Earlier this week, the Chicago Cubs grounds crew experienced a disaster. As rain poured onto Wrigley Field, they were unable to cover the playing surface with a tarp in time. They were booed. The game was called. Because of the mismanagement, their opponents, the San Francisco Giants, protested the game after it had been called as a win for the Cubs. They succeeded. It was the first successful protest in Major League Baseball in 28 years, according to Deadspin.

But the whole bizarre episode was cast in a new light Thursday when the Chicago Sun-Times reported that the Cubs had slashed worker hours to keep them under 30 hours a week to avoid paying health benefits under Obamacare.

Citing “numerous sources with direct knowledge,” the Sun-Times reported that the Cubs had sent home 10 grounds crew workers early the night of the Tuesday game that ended in disaster. And at least part of the reason, per the newspaper’s sources, is that the team has been trying to keep seasonal workers under 30 hours per week as the Affordable Care Act takes effect.

[Records from a data collection]
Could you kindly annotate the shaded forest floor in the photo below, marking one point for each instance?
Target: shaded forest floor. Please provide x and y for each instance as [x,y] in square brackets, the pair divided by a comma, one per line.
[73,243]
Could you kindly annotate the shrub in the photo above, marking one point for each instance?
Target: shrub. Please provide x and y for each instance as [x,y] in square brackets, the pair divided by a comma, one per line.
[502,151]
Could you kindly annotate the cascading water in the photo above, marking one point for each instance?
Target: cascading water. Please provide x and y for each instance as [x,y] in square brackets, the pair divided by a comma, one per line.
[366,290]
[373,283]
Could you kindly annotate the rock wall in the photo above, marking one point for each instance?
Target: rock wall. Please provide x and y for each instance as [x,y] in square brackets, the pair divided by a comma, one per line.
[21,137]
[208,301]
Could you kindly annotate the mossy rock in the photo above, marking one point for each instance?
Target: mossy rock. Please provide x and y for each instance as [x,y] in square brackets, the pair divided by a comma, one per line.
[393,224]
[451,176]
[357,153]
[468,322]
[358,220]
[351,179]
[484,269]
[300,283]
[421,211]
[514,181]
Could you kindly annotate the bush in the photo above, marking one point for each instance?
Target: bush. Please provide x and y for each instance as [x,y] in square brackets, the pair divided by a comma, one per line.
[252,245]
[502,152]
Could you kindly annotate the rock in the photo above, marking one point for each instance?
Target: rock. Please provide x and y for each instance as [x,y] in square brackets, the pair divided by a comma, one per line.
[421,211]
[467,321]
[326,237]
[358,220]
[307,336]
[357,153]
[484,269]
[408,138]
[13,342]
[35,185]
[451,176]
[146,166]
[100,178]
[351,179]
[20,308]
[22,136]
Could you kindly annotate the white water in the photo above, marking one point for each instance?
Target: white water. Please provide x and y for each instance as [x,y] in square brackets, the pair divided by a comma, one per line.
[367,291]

- [Task objective] Continue the report on the Wrigley Field grounds crew, picking up after its final sentence.

- [Exercise output]
The law requires large employers to offer health insurance to full-time employees (defined as those who work more than 30 hours a week) or pay a fine. The rule goes into effect in 2015.

A spokesman for the Cubs, which are reportedly worth $1 billion and were the most profitable team in baseball in 2013, didn’t refute the claims when asked by the Sun-Times, but he denied personnel changes were responsible for the field tarp incident.

The only problem with the Cubs enduring another 100+ years of failure is that it gives their fans a meme to organize around. Would another deserved 100 years help or make the franchise and its fans even more annoying, if that’s possible?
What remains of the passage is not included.